──────── PASSAGE PROVIDED
According to Trump, his position as chairman of the board and director of Trump Media and Technology Group (TMTG) ended on March 22, 2024, when the company completed its reverse takeover of Digital World (basically a honey pot of about $230 million in cash).

What Trump discloses in the report (as if it was just normal business) is that the merger, plus the gift of some “Earnout Shares”, left Trump with 114,750,000 shares in Trump Media (more than 50% of the 220,000,000 then outstanding shares and control of the public company).

On paper, the Donald J. Trump Revocable Trust, dated April 7, 2014, holds Trump’s shares in Trump Media, but given that the TMTG board is a conglomeration of Trump family and Trump remittance men—such as Don Jr. and Devin Nunes—there’s no chance of the board wandering off the reservation.
────────────────
──────── DATA SECTION
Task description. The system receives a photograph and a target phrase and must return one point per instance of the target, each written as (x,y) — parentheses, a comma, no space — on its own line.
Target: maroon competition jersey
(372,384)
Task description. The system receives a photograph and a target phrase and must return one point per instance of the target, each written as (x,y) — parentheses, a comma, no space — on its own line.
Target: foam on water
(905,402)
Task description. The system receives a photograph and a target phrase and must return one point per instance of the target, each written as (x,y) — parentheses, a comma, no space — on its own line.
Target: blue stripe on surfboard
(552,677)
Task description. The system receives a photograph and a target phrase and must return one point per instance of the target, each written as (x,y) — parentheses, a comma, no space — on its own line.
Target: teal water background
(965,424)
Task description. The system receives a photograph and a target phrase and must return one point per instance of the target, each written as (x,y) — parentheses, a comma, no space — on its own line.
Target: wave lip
────────────────
REQUEST: Does the passage on Trump Media support each of these statements: (a) Trump's position as chairman and director of TMTG ended on March 22, 2024; (b) Trump held less than half of Trump Media's outstanding shares after the merger; (c) a trust dated April 7, 2014, holds Trump's shares on paper? Answer yes or no for each, quoting the deciding words.

ANSWER IN FULL:
(a) Yes: "his position as chairman of the board and director of Trump Media and Technology Group (TMTG) ended on March 22, 2024"
(b) No: "more than 50% of the 220,000,000 then outstanding shares"
(c) Yes: "the Donald J. Trump Revocable Trust, dated April 7, 2014, holds Trump’s shares in Trump Media"